**Tasks to carry out**
[A] Using the post on inconsistent standards, decide whether each statement agrees with it: (i) the old figure skating system was in use until 2005; (ii) the standard deviation for Presentation was 0.1; (iii) a mark of 3 meant poor. Answer yes or no for each and quote the words that decide it.
[B] Pick up the post on inconsistent standards after its last line and keep writing it.

**Extract to read**
"""

01 février 2012

Critical Fallacy #13 : Inconsistent Standards


Old system (until 2005) detailing individual judges notes (1997 European Figure Skating Championships; Paris) :
Meaning of the marks : 0 = not skated ; 1 = very poor ; 2 = poor ; 3 = mediocre ; 4 = good ; 5 = very good ; 6 = perfect and faultless
Average mark (mean) for Technical Merit : 5.73 | Standard Deviation for Technical Merit : 0.1
Average mark (mean) for Presentation : 5.83 | Standard Deviation for Presentation : 0.07 
New International Judging System for Figure Skating :
Judging in figure skating is inherently subjective. Although there may be general consensus that one skater "looks better" than another, it is difficult to get agreement on what it is that causes one skater to be marked as 5.5 and another to be 5.75 for a particular program component. As judges, coaches, and skaters get more experience with the new system, more consensus may emerge. However, for the 2006 Olympics there were cases of 1 to 1.5 points differences in component marks from different judges. This range of difference implies that "observer bias" determines about 20% of the mark given by a judge. Averaging over many judges reduces the effect of this bias in the final score, but there will remain about a 2% spread in the average artistic marks from the randomly selected subsets of judges. (Wikipedia
A Standard Deviation of 0.1 is what Figure Skating calls "subjective" or "observer bias"!

* * *


The year-end poll (LA Weekly-Village Voice) works quite similarly to the old figure skating system. Except not really...
  • unlike everyone else, 47 reviewers out of 95 don't believe The Tree of Life is Top10 material (or didn't watch it)
  • 54/95 don't believe that A Separation is Top10 material (or didn't watch it)
  • 61/95 don't believe that Melancholia and Certified Copy are Top10 material (or didn't watch them)
  • 64/95 don't believe that Uncle Boonmee is Top10 material (or didn't watch it)
  • 69/95 don't believe that Mysteries of Lisbon and Margaret are Top10 material (or didn't watch them)

"""

**Supplied records**
"""

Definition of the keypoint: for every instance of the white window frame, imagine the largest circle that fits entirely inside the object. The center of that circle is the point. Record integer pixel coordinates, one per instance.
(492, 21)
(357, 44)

"""
"""

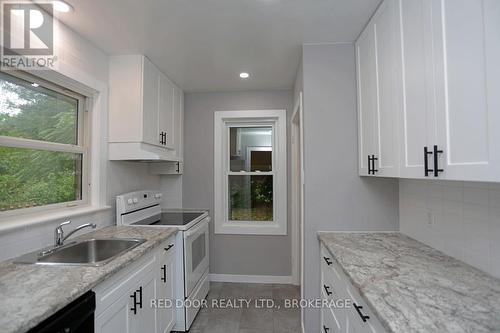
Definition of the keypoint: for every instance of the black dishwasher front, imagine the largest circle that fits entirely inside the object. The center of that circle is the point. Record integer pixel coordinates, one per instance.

"""

**Answers for the tasks**
[A] (i) Yes: "Old system (until 2005)". (ii) No: "Standard Deviation for Presentation : 0.07". (iii) No: "3 = mediocre".

[B]
  • 70/95 don't believe that Drive is Top10 material (or didn't watch it)
  • 71/95 don't believe that Take Shelter is Top10 material (or didn't watch it)
  • 74/95 don't believe that Meek's Cutoff is Top10 material (or didn't watch it), yet they all end up in the final "Top10"
Films don't need to qualify to enter the "competition" (contrary to Cannes), EVERY film distributed in the USA is eligible (which is about 560), left to the voters's discretion (though if reviewers were to rank a predetermined set of 10 titles... the result would be just as ridiculous). There are not 10 certified judges, but 95 random people who happen to get paid for their whimsical opinions in the press (including the infamous Dan Kois! lol). Voters didn't even see ALL nominated titles that others are ranking as the best of the year. (See Presumptuous Best Film in the World)

#1 The Tree of Life : 48 mentions / 307 points
Average score (mean) [48 ballots, including 5 unranked ballots] : 6.4pts out of 10 | Standard Deviation : 2.6
Average score (mean) [95 ballots, including the 47 ballots ignoring that film] : 3.2pts out of 10 | Standard Deviation  : 3.7

Which means that the top ranking contestant of the year was only scored by 48 out of the 95 judges; therefore half of the judges didn't even deem it worthy of a 10th place on their top10. Which is ludicrous if we're considering the election of the cream of the crop of a given year.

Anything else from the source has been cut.